◆ EXERCISE DESCRIPTION
Filter the records below for the word "target". Copy each line that holds it.

◆ MATERIAL FOR THE TASK
####

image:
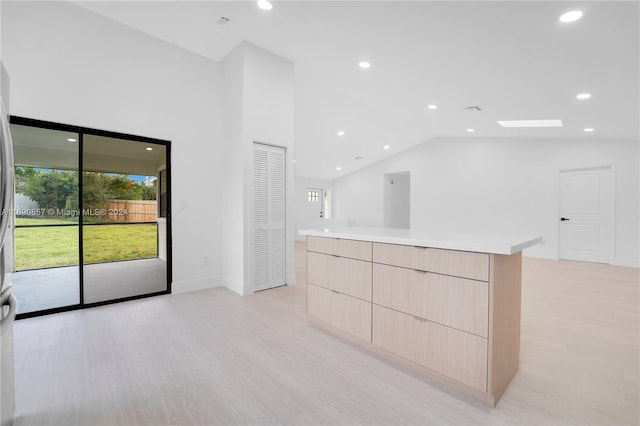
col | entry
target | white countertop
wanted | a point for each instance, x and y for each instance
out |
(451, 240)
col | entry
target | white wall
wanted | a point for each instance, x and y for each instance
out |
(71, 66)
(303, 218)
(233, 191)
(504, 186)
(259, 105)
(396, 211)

####

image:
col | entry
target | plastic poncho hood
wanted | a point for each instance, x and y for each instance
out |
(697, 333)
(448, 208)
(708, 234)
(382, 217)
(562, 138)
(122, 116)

####

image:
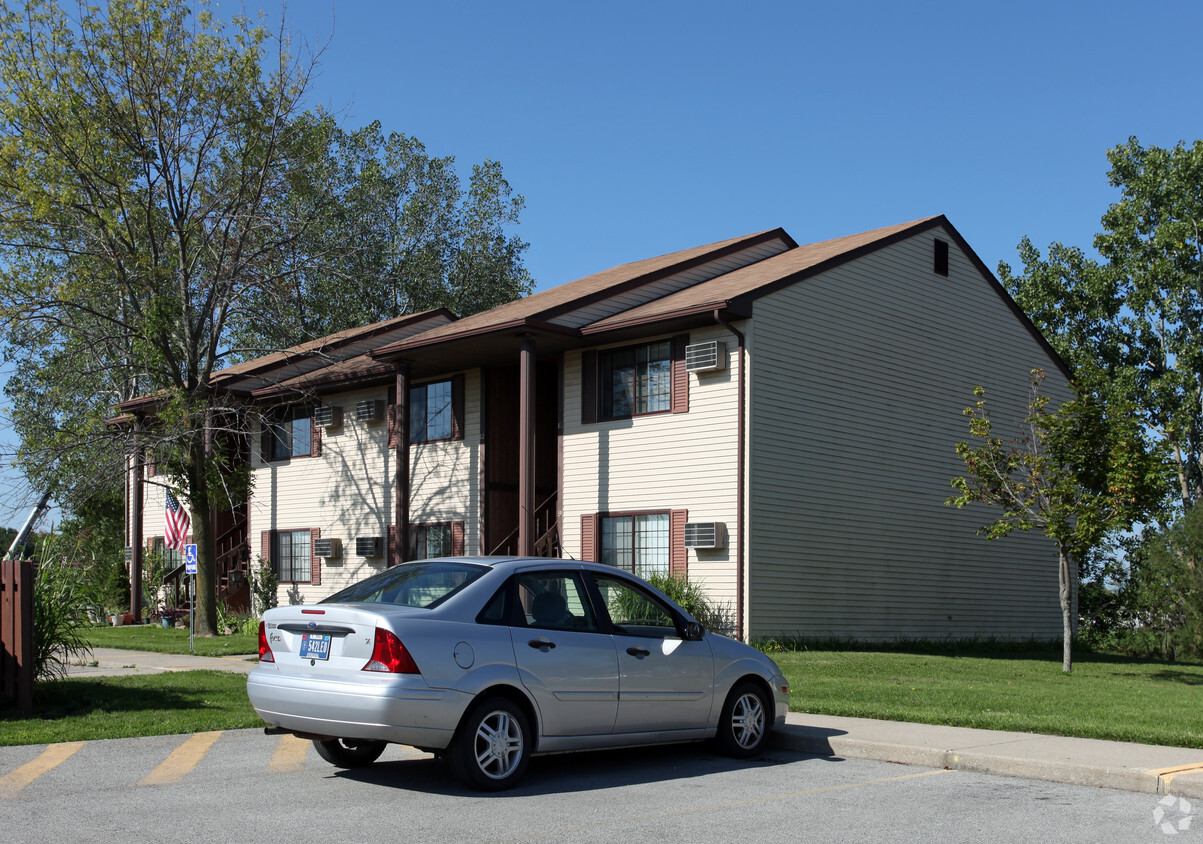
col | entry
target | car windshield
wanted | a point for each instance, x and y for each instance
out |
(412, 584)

####

◆ THE ANSWER
target | white countertop
target | white wall
target | plastic poncho hood
target | car windshield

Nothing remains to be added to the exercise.